> [CONSIGNES]:
1. Répondez aux questions suivantes d'après le passage sur Pélops et ses descendants :
(a) De quoi la presqu'île méridionale de la Grèce tira-t-elle le nom de Péloponèse ?
(b) Sous quel prétexte Atrée invita-t-il Thyeste à un festin ?
(c) Que fit le soleil selon la fable, et dans quel but ?
2. Dans le passage sur Pélops et ses descendants, récrivez plus brièvement le paragraphe qui commence par « Ce prince laissa deux enfants », en conservant ses faits essentiels.
3. Prolongez le passage sur Pélops et ses descendants à la suite de sa dernière phrase.

Pélops, dès lors roi d’Élide, étendit rapidement ses conquêtes ; il soumit à son pouvoir presque toute la presqu’île méridionale de la Grèce, qui fut appelée, du nom de son conquérant, le Péloponèse.

Ce prince laissa deux enfants, Atrée et Thyeste, sur lesquels les poëtes se sont plu à accumuler toutes les horreurs imaginables. Après de longues querelles, pendant lesquelles l’un et l’autre s’étaient souillés de tous les crimes, Atrée feignit de vouloir se réconcilier avec son frère et l’invita à un festin ; Thyeste s’y étant rendu, on lui fit manger la chair de ses propres enfants qu’Atrée avait égorgés. La fable ajouta que le soleil rétrograda, pour ne pas éclairer une scène aussi atroce.

Questions. §

Quel événement extraordinaire marqua la jeunesse de Pélops ? — Comment devint-il roi d’Élide et époux d’Hippodamie ? — De quelle contrée se rendit-il maître par la victoire ? — Quels furent ses enfants ?

> [Données de localisation par point pour chaque instance]:
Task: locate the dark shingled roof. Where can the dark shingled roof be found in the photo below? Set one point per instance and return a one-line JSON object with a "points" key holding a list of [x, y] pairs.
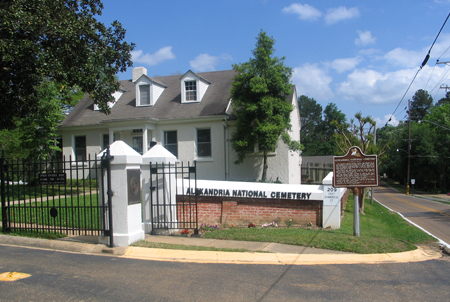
{"points": [[168, 106]]}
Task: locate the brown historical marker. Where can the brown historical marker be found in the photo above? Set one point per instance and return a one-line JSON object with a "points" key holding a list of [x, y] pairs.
{"points": [[355, 169]]}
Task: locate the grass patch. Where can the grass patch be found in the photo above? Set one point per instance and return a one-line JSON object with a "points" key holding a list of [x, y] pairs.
{"points": [[155, 245], [381, 231]]}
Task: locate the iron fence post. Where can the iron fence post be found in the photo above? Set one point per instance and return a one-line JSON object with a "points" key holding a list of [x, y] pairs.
{"points": [[2, 162]]}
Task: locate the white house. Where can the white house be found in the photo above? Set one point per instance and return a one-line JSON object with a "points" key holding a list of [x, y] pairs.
{"points": [[190, 115]]}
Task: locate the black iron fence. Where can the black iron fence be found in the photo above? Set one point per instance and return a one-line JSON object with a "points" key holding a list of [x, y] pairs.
{"points": [[55, 196], [173, 197]]}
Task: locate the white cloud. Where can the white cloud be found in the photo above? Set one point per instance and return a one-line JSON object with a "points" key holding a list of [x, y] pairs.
{"points": [[371, 87], [365, 38], [341, 13], [161, 55], [205, 62], [405, 58], [341, 65], [304, 11], [312, 81], [381, 122]]}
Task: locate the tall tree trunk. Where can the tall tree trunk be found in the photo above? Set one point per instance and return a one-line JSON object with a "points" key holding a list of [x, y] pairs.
{"points": [[265, 166]]}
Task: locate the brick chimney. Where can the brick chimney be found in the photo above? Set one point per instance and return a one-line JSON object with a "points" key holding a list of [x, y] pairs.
{"points": [[138, 71]]}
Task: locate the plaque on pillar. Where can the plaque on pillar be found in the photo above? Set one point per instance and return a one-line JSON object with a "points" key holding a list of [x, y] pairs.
{"points": [[134, 186]]}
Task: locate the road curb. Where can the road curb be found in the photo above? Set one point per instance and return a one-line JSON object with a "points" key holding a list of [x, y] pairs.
{"points": [[417, 255], [59, 245]]}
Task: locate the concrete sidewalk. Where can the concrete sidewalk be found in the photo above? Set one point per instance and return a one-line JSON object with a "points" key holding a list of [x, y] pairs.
{"points": [[259, 252]]}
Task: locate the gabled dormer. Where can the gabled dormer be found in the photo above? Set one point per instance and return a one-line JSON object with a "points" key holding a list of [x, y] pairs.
{"points": [[148, 90], [116, 95], [193, 87]]}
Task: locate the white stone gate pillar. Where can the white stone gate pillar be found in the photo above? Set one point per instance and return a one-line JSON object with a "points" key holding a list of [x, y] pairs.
{"points": [[167, 188], [126, 199]]}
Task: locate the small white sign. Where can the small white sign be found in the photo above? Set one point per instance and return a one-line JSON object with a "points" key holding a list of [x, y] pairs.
{"points": [[330, 196]]}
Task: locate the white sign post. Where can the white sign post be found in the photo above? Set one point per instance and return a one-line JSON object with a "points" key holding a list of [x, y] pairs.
{"points": [[331, 216]]}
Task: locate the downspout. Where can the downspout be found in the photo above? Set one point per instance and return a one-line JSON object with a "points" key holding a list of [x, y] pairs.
{"points": [[226, 144]]}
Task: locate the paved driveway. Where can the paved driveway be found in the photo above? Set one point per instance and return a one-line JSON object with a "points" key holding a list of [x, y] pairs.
{"points": [[432, 216]]}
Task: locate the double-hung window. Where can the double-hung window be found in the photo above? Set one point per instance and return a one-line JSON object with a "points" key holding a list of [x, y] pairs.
{"points": [[137, 141], [191, 90], [204, 142], [144, 94], [80, 148], [171, 142]]}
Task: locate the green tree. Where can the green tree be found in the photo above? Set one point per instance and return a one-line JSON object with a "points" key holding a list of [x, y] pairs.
{"points": [[59, 40], [332, 116], [35, 136], [311, 120], [421, 104], [317, 131], [260, 99], [444, 100]]}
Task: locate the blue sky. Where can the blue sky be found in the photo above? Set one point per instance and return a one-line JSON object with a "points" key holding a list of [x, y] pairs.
{"points": [[360, 55]]}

> [RÉPONSES PAR CONSIGNE]:
1.
(a) Elle tira ce nom de celui de son conquérant, Pélops.
(b) Atrée feignit de vouloir se réconcilier avec son frère.
(c) Le soleil rétrograda, pour ne pas éclairer une scène aussi atroce.

2. Ce prince eut deux enfants, Atrée et Thyeste, que les poètes chargèrent de toutes les horreurs imaginables. Après de longues querelles criminelles, Atrée feignit une réconciliation et convia son frère à un festin. Il y fit manger à Thyeste la chair de ses propres enfants, qu'il avait égorgés. Selon la fable, le soleil rétrograda pour ne pas éclairer cette scène.

3.
XI. — Précis de la guerre de Troie. §

La ville de Troie67, située en Phrygie au pied du mont Ida, vis-à-vis du Bosphore de Thrace, avait été fondée par Dardanus. Erichthonius, fils de ce prince, eut pour successeur son fils Tros, qui donna son nom à la ville de Troie, et celui de Troade à toute la contrée. Ilus, un de ses fils, donna à une citadelle qu’il avait bâtie le nom d’Ilion, qui s’étendit bientôt à la ville elle-même. Laomédon, fils d’Ilus, construisit les murailles de la place, que l’on attribua à Apollon, de même que l’on croyait que Neptune seul avait pu élever les digues qui devaient protéger Troie contre la fureur des flots. Laomédon, pour apaiser la colère du Dieu des mers, avait été obligé d’exposer sa propre fille sur le bord de la mer, où elle devait être la proie d’un monstre marin. Hercule, se rendant à la conquête de la Toison d’or, tua le monstre, et délivra la fille du roi. Mais Laomédon l’ayant frustré de la récompense qu’il lui avait promise, Hercule saccagea la ville, tua le roi et emmena en esclavage son fils Priam. Ce jeune prince avait été depuis racheté par les Troyens, et c’était lui qui régnait à Troie lorsque cette ville célèbre tomba sous les efforts de la Grèce conjurée.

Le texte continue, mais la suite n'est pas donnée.